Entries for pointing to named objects
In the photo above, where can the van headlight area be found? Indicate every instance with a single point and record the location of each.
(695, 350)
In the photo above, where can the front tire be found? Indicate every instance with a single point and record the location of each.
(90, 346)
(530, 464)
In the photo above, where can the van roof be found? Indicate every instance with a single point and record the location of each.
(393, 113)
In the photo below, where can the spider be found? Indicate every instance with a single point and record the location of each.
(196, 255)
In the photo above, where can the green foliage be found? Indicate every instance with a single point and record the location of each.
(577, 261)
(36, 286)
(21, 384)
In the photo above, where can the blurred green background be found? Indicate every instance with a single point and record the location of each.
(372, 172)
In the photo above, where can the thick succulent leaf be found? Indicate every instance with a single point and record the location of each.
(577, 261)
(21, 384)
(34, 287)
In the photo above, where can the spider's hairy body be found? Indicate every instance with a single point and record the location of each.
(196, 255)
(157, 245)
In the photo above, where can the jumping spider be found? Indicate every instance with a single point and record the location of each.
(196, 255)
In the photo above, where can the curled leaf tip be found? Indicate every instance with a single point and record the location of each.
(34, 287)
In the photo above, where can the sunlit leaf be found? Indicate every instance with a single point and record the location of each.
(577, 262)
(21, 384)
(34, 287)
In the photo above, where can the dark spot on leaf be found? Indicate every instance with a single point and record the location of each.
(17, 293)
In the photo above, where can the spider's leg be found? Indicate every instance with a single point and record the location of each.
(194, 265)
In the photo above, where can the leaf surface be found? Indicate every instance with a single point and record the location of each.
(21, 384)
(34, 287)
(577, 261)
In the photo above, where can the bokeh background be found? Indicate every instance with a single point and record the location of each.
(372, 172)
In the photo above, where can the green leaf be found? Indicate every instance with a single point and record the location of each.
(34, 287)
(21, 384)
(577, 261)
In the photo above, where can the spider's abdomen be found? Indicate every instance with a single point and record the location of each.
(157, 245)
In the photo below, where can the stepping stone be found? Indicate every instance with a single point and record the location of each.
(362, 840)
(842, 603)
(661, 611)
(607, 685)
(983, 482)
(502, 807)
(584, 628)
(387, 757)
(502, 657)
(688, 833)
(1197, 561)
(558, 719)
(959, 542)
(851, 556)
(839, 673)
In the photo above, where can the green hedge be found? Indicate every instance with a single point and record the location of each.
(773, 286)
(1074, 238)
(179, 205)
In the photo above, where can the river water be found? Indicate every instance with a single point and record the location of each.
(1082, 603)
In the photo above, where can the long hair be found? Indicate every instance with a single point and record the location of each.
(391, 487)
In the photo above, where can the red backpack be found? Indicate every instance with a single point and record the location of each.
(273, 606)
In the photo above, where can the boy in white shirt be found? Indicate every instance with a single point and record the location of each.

→ **Written problem**
Turn the entries above into a JSON list of strings, one string per line with blank lines left out, starting at the line that contains "In the photo above, where can the bokeh" and running through the final line of the entries.

→ **The solution**
[
  "In the photo above, where can the bokeh background be found? Indicate every instance with a single point and record the location of each.",
  "(372, 172)",
  "In the photo above, where can the green leaf be found? Indicate every instance with a single point and record the location of each.",
  "(34, 287)",
  "(21, 384)",
  "(577, 261)",
  "In the photo above, where can the spider's abdomen be found? Indicate every instance with a single point and record the location of each.",
  "(157, 245)",
  "In the photo below, where can the stepping stone be found? Indicate every instance with a single point and record the location of each.",
  "(362, 840)",
  "(842, 603)",
  "(661, 611)",
  "(607, 685)",
  "(983, 482)",
  "(502, 807)",
  "(584, 628)",
  "(387, 757)",
  "(502, 657)",
  "(688, 833)",
  "(1197, 561)",
  "(558, 719)",
  "(959, 542)",
  "(851, 556)",
  "(839, 673)",
  "In the photo above, where can the green hedge be found? Indicate every instance with a single point and record the location of each.",
  "(773, 286)",
  "(1074, 238)",
  "(179, 205)",
  "In the photo above, where can the river water be found? Indicate every instance with a single point and record the location of each.",
  "(1082, 603)",
  "In the photo above, where can the long hair be found? Indicate every instance with a single point and record the location of each.",
  "(391, 487)",
  "In the photo above, where can the red backpack be found? Indicate every instance with a single point and record the location of each.",
  "(273, 606)",
  "In the photo above, where can the boy in white shirt be found? Indicate every instance with a single point and record the location of each."
]